■ **Saved entries**:
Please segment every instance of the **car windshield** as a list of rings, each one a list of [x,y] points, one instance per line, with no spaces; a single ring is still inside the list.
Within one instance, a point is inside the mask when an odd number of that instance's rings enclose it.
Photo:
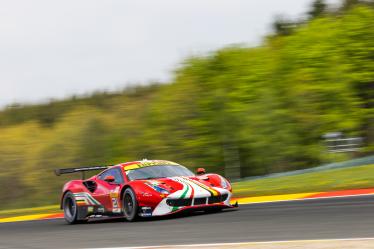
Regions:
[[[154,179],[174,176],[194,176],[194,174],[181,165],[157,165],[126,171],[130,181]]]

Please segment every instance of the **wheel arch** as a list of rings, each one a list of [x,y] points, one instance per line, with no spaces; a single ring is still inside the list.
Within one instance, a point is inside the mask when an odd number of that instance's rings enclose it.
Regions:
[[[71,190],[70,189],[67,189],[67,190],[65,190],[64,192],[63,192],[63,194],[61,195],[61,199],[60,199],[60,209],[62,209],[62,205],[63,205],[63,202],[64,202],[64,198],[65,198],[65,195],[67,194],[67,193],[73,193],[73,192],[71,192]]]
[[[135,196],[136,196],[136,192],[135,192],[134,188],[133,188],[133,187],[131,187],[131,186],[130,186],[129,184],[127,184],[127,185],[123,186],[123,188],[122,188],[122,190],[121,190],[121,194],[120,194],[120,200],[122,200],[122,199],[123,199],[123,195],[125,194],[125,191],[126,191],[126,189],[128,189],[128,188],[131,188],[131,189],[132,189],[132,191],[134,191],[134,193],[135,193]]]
* * *
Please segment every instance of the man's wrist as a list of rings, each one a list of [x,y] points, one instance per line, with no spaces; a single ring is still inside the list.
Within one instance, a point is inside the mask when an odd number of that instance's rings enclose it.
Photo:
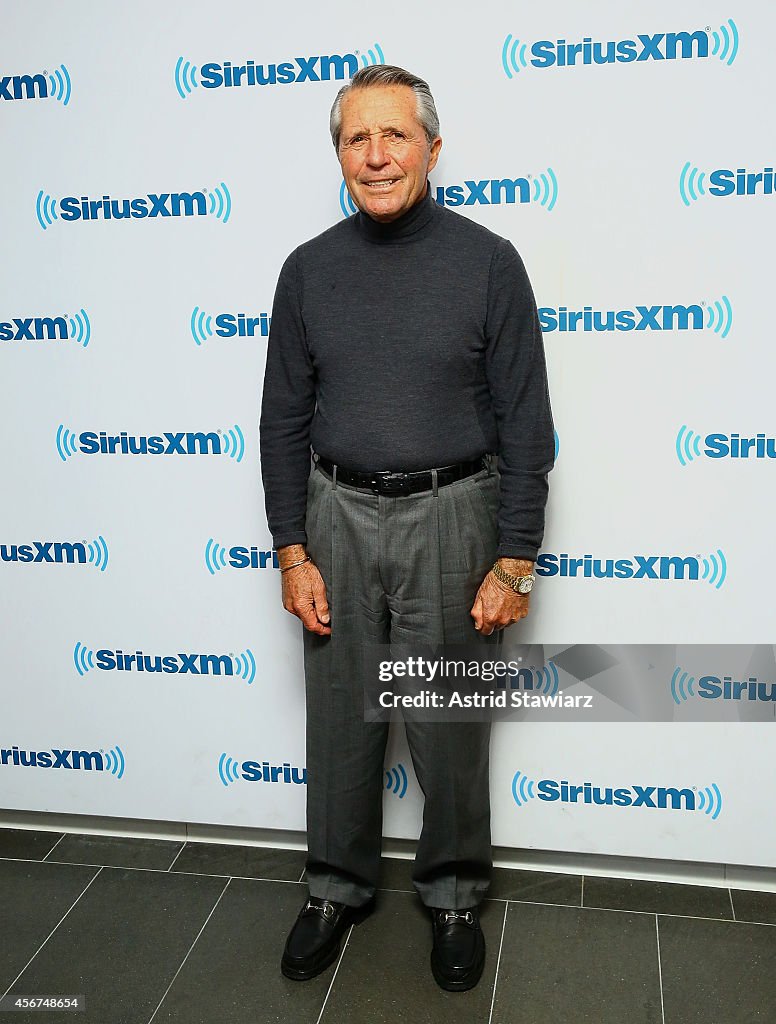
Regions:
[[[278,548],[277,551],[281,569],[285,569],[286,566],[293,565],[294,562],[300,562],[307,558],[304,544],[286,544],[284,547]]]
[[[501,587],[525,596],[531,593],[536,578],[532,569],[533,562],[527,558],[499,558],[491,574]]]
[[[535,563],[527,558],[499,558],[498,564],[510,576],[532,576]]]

■ **TASK TO CARRY OUT**:
Copy out exactly the lines above beginning with the line that contains "Please segment every instance of the **car" and finishing with the line that contains "Please segment every instance of the **wheel", including both; leave the pictures out.

■ **EXERCISE RESPONSE**:
Please segment every instance of the **car windshield** as a list of rings, each one a list of [x,y] points, one instance per line, with no spaces; a single ring is still inside the list.
Within one instance, a point is inside the mask when an odd number of that instance's rings enclose it.
Photo:
Regions:
[[[154,179],[174,176],[194,176],[194,174],[181,165],[157,165],[126,171],[130,181]]]

Please segment every instance of the **wheel arch** as a list of rings, each one a list of [x,y] points, one instance per line, with no spaces; a single ring is still inside the list.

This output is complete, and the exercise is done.